■ **課題内容**
ダンテの神曲を題材にした演劇授業の文章から、「MIRRO2は今期普段教えて」で始まり「んでしょうか、こんな仕事受けちゃって…。」で終わる部分を、一字も変えずにそのまま書き写すこと。

======== 引用文 ========

ダンテの神曲。技術系学生の心に文学の光が

MIRRO2は今期普段教えている学校以外で特別講師をしておりました。何を教えていたかってそれは美術、デザイン、建築という彼の分野を乗り越えた“演劇”!それも題材はかの有名な“神曲-地獄篇 Inferno”!!更に演じるのは電子技術系の専門校へ通う若者達!!!一体どういう組み合わせなんでしょう。いいんでしょうか、こんな仕事受けちゃって…。


 週一回の講義、毎回アイデア勝負!

高校に通うという選択はなく、そのまま仕事直結の技術を学びに来ている学生達(男子ばかり15人)、家庭環境も様々で世の辛酸を知っているなかなかの手ごわい輩達。そんな彼らにダンテを暗記させた勇気と根気のある先生がいたそうで。(ちなみにイタリアでは皆、歴史や文学の授業で必ずダンテに触れます。私達が一様“平家物語”や“枕草子”の冒頭をちょろっと言えたりするのと同じ感じかな?)こんな奇蹟がおこせたならば、何か形にしなければ!そこで、暗唱ができるというベースを活かして学期末、劇を発表しようじゃないかという話が持ち上がり、以前美術系の短期講座を受け持ったMIRRO2にお声がかかりました。「舞台監督をしろというわけじゃないし、演技を教えるわけじゃない。背景の美術や小道具を作らせるだけだよ。」という話でOKし、9月から週一回、劇制作集中講義が始まりました。
 その発言通り、初回の授業からいきなり舞台衣装作りを開始。黒のTシャツにそれぞれのイメージを自由に描かせるというもの。他のクラスメイトと同じカラー、しかし自分ではじめてデザインしたオリジナルTシャツは舞台への連帯感を高め、毎回この授業の時には皆このTシャツを着用する様に。初授業の手ごたえは良好だったようです。

======== 抜粋データ ========

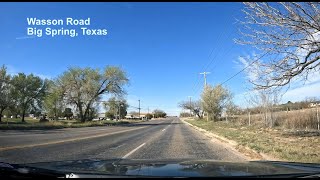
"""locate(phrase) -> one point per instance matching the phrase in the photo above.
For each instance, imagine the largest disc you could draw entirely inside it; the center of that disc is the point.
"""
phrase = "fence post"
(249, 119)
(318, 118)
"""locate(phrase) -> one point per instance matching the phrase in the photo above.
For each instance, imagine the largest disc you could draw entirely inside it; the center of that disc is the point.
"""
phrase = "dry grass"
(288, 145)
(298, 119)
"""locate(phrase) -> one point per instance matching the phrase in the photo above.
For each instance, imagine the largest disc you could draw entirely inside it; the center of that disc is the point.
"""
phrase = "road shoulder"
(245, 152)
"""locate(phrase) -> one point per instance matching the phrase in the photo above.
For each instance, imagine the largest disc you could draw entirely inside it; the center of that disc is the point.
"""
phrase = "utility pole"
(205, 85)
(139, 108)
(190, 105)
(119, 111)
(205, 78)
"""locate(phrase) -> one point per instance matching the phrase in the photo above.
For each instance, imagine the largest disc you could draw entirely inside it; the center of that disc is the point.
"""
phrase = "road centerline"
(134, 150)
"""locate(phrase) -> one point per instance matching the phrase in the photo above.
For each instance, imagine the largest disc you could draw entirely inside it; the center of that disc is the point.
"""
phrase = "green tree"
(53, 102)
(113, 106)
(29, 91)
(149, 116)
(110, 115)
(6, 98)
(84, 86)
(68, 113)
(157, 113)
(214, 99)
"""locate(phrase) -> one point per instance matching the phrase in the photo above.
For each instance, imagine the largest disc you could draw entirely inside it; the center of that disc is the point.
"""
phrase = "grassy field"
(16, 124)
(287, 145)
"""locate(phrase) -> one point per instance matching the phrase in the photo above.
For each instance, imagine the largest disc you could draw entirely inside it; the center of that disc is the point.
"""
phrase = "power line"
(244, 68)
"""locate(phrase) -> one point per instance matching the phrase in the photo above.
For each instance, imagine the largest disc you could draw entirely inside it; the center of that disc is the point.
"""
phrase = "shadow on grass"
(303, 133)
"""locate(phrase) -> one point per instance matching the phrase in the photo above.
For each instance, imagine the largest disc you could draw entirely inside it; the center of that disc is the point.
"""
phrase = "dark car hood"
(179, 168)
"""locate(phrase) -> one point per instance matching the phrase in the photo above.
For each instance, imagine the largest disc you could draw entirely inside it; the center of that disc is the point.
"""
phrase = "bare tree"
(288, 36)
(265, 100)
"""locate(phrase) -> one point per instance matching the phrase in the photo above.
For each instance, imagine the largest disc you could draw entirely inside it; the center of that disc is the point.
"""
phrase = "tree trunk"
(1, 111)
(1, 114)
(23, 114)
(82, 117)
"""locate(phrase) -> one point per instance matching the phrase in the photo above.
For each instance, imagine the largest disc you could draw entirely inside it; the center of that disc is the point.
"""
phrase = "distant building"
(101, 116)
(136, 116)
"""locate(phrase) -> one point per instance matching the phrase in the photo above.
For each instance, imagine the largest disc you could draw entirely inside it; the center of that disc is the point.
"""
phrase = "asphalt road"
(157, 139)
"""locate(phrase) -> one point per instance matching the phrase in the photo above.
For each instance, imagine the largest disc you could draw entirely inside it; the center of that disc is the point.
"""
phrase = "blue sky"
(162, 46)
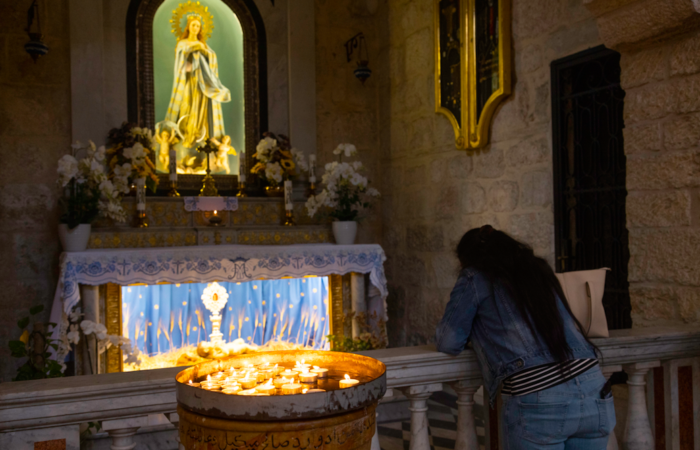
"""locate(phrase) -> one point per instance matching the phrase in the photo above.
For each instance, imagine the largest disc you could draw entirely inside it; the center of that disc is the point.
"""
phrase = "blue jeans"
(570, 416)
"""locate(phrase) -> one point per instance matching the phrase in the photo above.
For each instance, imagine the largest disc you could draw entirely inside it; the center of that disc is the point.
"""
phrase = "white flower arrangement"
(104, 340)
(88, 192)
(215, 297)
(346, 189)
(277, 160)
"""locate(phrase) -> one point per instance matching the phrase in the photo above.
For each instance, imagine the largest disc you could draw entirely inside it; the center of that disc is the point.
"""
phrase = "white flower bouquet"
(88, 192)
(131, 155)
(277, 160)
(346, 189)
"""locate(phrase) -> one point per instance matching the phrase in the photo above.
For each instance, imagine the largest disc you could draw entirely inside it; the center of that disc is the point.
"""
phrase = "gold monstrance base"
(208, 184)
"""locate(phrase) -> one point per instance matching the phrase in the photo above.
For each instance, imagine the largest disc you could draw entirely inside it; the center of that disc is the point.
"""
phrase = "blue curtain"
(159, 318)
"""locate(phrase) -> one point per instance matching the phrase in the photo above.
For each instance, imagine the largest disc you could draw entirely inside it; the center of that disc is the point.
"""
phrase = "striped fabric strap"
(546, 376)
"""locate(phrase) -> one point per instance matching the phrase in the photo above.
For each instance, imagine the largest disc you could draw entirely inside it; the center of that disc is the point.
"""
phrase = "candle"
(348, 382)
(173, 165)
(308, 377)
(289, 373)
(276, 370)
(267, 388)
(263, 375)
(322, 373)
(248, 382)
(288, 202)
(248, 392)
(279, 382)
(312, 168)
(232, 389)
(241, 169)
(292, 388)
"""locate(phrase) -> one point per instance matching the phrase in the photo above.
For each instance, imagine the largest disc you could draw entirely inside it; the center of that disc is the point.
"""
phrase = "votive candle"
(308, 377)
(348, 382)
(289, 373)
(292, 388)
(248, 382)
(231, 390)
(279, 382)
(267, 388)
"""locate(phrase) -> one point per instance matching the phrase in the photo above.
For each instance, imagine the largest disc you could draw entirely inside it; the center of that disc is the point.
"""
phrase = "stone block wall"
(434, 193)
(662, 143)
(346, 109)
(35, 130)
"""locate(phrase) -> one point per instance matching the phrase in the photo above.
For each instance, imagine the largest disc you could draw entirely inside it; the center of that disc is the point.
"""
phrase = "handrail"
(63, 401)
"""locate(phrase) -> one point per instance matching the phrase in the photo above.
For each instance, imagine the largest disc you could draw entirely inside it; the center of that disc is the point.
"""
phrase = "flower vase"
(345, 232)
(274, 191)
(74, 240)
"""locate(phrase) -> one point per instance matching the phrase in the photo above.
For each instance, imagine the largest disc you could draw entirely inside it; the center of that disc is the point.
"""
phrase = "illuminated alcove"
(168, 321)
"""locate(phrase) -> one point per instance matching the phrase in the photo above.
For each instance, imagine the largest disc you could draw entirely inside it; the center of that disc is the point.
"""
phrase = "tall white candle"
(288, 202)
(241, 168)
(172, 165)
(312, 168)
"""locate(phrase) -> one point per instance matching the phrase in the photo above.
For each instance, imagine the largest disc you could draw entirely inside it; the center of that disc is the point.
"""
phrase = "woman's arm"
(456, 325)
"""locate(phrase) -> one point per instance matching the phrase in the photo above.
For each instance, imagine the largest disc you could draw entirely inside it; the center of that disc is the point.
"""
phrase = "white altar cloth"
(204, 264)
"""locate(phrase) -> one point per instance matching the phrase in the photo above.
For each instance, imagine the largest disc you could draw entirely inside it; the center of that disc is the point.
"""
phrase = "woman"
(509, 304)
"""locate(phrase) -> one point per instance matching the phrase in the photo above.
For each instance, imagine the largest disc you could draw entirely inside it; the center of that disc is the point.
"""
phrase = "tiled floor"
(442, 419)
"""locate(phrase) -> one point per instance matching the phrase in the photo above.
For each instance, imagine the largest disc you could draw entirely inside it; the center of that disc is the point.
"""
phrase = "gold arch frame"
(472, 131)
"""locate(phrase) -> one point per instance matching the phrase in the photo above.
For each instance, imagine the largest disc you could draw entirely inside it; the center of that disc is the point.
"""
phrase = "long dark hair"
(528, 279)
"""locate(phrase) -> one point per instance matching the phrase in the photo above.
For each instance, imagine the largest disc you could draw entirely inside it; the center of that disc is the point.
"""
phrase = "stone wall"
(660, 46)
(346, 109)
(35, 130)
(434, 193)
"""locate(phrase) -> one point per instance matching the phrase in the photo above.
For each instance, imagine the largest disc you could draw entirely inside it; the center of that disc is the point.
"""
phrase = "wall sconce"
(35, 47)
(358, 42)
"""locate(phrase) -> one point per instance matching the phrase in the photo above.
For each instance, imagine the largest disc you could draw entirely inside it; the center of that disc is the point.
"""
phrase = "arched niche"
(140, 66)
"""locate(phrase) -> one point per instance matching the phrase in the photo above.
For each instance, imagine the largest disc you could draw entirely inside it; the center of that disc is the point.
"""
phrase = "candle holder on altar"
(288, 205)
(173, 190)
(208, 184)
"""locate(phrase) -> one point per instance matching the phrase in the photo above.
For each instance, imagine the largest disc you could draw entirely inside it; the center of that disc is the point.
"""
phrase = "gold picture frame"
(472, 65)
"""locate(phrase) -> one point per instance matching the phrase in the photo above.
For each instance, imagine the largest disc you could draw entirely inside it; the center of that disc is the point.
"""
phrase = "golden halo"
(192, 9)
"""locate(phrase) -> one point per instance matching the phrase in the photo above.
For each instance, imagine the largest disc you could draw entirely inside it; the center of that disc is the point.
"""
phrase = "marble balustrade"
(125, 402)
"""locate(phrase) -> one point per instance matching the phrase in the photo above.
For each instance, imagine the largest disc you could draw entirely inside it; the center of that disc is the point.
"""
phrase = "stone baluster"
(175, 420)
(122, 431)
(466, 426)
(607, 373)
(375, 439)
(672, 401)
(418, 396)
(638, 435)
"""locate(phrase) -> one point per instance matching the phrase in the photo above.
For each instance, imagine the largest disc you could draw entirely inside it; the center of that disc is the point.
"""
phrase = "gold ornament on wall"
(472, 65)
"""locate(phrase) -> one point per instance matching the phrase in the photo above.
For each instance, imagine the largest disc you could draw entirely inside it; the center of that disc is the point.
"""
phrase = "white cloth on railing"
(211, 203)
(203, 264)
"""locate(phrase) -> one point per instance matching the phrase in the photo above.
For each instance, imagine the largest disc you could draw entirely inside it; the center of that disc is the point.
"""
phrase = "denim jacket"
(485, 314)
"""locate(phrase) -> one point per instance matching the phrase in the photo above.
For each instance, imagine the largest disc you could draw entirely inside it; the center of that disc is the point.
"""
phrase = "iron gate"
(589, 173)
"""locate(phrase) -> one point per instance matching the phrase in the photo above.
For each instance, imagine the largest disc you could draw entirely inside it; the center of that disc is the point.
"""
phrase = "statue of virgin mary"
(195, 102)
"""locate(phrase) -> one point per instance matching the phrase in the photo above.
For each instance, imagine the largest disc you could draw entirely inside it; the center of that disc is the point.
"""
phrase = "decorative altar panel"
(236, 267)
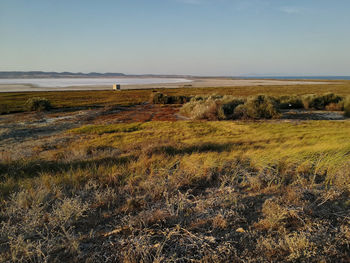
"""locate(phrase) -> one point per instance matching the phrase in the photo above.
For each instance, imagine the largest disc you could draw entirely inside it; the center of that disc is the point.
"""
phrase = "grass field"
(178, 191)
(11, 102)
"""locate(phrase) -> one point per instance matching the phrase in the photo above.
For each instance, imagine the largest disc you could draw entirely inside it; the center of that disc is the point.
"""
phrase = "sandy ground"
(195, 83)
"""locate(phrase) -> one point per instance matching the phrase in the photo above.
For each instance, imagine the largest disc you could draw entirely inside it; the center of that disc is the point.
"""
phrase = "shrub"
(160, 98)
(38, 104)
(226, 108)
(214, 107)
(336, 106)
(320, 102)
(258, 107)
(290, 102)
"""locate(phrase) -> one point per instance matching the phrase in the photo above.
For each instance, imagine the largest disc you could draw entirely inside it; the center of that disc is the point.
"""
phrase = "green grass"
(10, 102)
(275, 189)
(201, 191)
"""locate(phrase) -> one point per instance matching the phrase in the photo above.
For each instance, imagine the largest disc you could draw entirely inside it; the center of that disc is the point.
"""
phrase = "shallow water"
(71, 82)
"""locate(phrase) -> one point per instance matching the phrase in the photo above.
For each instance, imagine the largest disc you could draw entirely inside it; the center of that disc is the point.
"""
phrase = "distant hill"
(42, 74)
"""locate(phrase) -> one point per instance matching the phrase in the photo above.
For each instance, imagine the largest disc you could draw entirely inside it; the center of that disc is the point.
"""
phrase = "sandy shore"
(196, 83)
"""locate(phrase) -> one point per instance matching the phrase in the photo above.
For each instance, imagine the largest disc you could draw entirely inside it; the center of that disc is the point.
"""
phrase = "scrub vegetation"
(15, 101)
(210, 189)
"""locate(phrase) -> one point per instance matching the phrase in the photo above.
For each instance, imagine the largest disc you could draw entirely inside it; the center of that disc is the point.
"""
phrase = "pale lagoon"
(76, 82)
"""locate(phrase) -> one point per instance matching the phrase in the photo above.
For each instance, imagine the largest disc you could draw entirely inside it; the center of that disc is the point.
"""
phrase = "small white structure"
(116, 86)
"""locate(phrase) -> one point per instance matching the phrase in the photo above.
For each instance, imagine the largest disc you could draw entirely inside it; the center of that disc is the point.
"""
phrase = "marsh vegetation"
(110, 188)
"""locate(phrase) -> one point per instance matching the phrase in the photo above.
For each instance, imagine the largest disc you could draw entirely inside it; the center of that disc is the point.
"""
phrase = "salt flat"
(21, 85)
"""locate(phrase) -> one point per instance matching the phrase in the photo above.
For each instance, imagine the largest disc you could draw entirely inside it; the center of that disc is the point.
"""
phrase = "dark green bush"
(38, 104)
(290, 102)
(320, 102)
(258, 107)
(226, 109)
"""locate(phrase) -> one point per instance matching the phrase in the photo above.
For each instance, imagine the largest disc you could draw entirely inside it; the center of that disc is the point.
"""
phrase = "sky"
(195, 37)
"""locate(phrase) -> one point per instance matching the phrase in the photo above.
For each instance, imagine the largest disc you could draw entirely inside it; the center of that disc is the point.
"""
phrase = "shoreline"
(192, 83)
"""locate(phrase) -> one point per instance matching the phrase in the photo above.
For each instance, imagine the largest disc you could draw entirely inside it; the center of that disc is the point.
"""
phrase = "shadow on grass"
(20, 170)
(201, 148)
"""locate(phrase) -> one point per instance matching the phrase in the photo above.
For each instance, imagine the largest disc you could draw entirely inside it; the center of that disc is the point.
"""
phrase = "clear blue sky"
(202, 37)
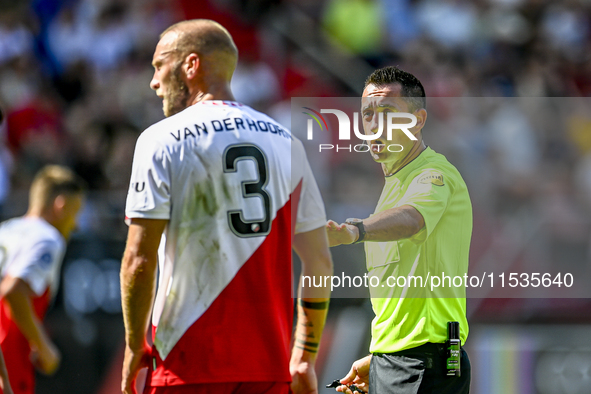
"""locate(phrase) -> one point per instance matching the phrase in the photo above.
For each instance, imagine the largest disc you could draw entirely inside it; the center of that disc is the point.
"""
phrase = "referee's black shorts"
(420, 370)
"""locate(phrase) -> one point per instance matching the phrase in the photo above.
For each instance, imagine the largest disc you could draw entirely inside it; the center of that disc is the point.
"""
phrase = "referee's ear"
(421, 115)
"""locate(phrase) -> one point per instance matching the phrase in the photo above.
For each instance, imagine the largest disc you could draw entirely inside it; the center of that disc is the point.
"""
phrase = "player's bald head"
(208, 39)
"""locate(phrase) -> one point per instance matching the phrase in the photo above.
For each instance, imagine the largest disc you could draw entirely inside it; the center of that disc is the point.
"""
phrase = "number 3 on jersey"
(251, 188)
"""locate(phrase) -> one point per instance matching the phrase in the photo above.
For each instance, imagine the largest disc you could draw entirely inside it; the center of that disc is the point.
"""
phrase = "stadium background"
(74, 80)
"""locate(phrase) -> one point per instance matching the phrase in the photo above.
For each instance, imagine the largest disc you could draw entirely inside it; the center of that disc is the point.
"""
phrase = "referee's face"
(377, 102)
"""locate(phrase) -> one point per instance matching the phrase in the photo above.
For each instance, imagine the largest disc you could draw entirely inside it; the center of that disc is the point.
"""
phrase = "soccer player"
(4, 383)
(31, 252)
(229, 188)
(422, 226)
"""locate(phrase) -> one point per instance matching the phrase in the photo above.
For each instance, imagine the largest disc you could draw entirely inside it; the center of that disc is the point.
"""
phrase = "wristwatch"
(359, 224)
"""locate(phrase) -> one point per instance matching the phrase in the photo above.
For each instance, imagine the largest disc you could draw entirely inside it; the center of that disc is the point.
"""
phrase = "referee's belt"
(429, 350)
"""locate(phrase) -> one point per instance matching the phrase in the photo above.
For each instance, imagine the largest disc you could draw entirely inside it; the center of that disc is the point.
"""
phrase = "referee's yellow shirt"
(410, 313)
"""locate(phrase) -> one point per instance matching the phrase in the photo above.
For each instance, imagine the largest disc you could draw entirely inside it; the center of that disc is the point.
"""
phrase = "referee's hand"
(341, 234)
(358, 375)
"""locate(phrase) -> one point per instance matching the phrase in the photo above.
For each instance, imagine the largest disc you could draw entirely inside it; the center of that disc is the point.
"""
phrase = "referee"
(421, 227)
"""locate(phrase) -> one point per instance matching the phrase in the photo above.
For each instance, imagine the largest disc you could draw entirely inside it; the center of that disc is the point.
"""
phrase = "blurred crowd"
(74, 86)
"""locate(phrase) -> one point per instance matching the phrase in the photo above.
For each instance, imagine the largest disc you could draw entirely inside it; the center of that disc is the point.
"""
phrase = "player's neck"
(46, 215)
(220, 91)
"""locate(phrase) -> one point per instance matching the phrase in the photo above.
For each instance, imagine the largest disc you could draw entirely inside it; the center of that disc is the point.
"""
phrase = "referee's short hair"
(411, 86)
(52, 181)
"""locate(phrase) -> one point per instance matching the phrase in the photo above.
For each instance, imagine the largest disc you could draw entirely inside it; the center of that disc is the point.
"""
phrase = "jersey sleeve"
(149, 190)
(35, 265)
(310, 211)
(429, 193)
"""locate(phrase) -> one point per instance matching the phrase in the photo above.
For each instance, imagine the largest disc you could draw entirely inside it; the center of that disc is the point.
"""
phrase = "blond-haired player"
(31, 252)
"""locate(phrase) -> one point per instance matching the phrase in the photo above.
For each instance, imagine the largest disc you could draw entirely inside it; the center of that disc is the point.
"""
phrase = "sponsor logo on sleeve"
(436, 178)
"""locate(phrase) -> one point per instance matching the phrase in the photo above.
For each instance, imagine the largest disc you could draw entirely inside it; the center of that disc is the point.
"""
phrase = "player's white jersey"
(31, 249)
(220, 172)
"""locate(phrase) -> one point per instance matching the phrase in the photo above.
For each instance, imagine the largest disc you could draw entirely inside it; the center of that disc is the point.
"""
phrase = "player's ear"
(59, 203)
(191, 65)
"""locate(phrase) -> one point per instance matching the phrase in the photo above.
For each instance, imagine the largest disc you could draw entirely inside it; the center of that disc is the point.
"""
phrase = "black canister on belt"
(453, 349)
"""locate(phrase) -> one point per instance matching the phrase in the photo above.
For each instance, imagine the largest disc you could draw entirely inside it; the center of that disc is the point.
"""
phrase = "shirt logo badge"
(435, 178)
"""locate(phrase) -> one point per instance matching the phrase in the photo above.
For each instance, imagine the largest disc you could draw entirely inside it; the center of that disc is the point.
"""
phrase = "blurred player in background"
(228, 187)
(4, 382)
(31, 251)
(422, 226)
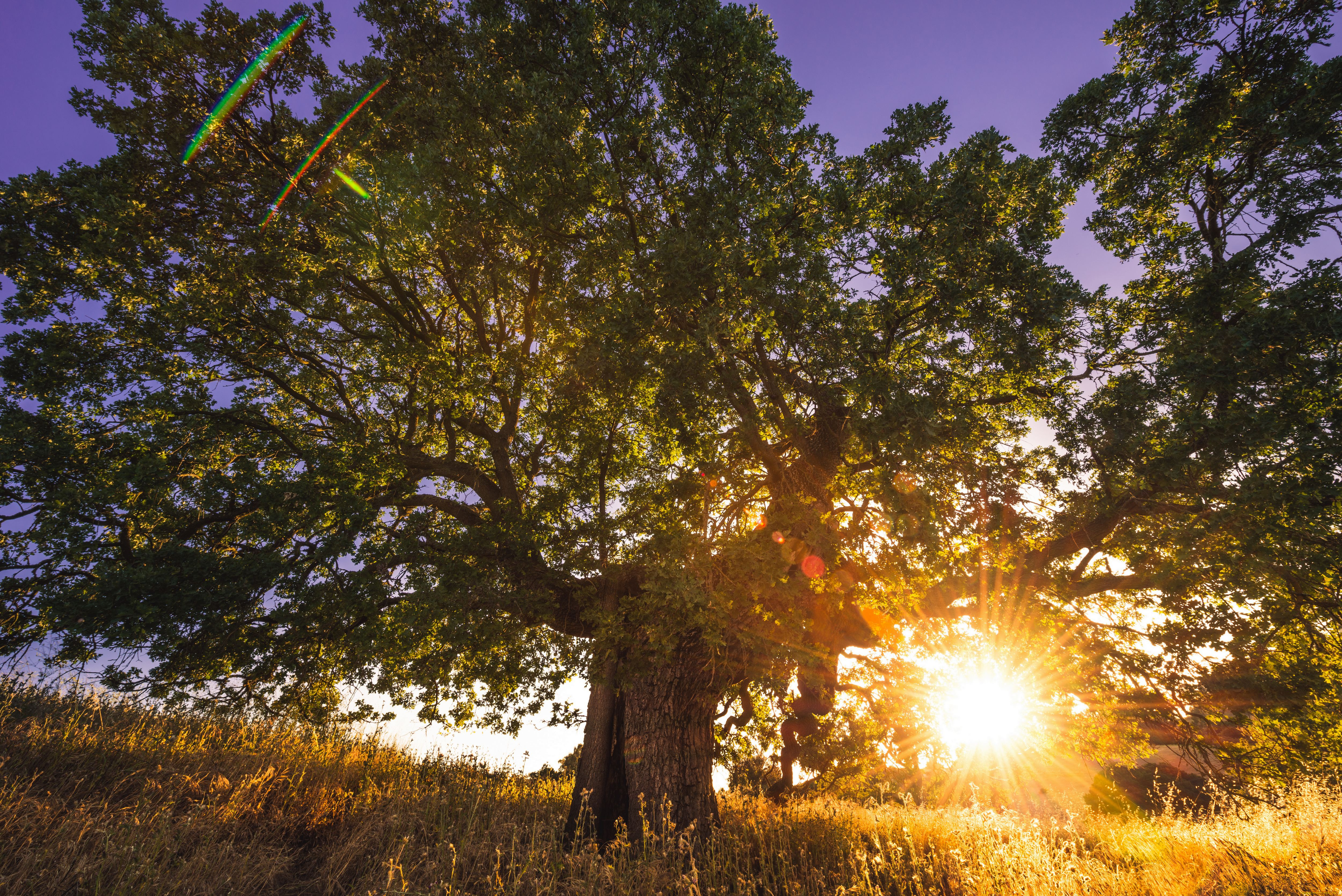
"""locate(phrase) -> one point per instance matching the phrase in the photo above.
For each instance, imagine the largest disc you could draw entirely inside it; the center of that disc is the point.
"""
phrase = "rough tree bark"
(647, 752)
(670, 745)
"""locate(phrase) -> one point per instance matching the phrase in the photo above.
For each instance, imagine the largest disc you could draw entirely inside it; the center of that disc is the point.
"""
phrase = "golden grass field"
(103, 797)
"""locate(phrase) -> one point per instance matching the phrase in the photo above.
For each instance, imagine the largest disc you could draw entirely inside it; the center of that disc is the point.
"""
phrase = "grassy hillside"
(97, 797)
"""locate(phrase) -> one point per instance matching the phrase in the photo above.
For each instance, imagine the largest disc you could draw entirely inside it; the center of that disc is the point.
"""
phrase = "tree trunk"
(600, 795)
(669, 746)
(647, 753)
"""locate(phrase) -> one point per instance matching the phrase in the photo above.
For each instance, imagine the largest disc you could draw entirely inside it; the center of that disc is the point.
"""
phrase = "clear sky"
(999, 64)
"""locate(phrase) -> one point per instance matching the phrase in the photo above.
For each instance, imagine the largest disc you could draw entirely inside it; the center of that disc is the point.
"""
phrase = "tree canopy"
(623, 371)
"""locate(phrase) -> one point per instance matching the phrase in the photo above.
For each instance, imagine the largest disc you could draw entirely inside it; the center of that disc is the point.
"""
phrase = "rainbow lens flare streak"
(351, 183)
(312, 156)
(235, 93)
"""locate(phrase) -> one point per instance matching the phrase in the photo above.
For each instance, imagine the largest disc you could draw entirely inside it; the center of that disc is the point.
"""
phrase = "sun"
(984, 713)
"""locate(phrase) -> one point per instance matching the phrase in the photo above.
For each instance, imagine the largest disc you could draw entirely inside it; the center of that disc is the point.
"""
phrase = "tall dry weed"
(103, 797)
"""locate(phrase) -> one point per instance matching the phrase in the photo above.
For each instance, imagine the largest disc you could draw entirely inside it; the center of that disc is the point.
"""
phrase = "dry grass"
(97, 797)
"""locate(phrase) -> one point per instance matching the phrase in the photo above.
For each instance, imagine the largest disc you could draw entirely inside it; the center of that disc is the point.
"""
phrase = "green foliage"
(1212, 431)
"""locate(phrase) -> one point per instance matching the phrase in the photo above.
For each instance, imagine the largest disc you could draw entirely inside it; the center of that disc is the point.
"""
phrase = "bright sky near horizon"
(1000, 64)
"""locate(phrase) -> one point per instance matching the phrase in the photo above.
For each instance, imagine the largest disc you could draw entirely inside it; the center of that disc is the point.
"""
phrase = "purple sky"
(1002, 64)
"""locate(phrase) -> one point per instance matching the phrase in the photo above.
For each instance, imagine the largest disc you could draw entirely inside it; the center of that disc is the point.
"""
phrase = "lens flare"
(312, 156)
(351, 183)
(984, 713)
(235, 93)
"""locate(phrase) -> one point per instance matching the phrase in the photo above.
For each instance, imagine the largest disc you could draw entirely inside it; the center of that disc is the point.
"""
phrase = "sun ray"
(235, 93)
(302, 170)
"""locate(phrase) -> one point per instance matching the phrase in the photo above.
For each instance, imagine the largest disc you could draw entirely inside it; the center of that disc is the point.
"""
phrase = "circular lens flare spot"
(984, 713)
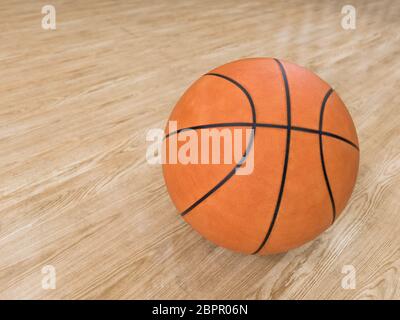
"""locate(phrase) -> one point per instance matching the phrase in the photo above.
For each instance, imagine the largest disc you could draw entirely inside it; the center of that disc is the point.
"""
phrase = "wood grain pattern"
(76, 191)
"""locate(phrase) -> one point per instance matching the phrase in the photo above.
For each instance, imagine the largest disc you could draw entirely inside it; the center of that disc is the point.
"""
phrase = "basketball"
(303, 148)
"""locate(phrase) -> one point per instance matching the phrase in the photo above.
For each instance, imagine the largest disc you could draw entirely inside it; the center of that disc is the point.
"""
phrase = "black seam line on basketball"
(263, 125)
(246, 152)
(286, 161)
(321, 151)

========

■ **課題の解答**
MIRRO2は今期普段教えている学校以外で特別講師をしておりました。何を教えていたかってそれは美術、デザイン、建築という彼の分野を乗り越えた“演劇”!それも題材はかの有名な“神曲-地獄篇 Inferno”!!更に演じるのは電子技術系の専門校へ通う若者達!!!一体どういう組み合わせなんでしょう。いいんでしょうか、こんな仕事受けちゃって…。